═══ Текстовый блок ═══

В книгах "Пруд", "Крестовые сестры" Ремизов показал подлинных бесов дореволюционной России. Ромен Роллан в предисловии к французскому переводу "Крестовых сестер" писал, что эта книга показывает неправду старого общества, объясняет и оправдывает бурю.
Бунин знал, почему он жил и умер в изгнании, а Ремизов о белой эмиграции всегда говорил недружелюбно - "они", повторял: "Что они ни говорят, а живая жизнь в России". Н. Кодрянская приводит такие слова Алексея Михайловича: "Из 1947 года мне памятны три крепких отзыва: "ретроград", "подлец", "советская сволочь". Когда я был у него летом 1946 года, он говорил "паспорт у меня советский" - хотел хоть этим утешить себя и печально улыбался.

═══

Задания:
**a.** Кто, согласно фрагменту о Ремизове, написал предисловие к французскому переводу «Крестовых сестер»?
**b.** Приведите продолжение фрагмента о Ремизове, начиная сразу после его последнего предложения.

═══ Исходные данные ═══

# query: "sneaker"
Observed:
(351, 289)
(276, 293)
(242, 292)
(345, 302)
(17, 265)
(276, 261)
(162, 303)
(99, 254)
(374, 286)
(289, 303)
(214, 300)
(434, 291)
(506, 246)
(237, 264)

═══

Ответы:
**a.** Ромен Роллан.

**b.**
За границей он мыкался, его выселяли, высылали. В Берлине за него вступился Томас Манн. В Париже его обвинили в том, что он развел в доме мышей. Всегда он был в долгах, не знал, чем заплатить за маленькую квартиру.
К. А. Федин писал: "Ремизов мог быть и в действительности был своеобычнейшим "правым фронтом" литературы". Слово "правый" относится, конечно, не к политике, но к эстетике: Ремизов у Федина противопоставлен лефовцам. А мне кажется, что страсть к старым народным оборотам, к корням слов, отличающая Ремизова, была присуща и Хлебникову, без которого нельзя себе представить Лефа.
Ремизов говорил, что из современников ему ближе других Андрей Белый, Хлебников, Маяковский, Пастернак. Не очень-то "правые" вкусы были у Алексея Михайловича. В живописи он любил Пикассо, Матисса. Архаизмы диктовались не консервативными наклонностями, а стремлением найти новый язык.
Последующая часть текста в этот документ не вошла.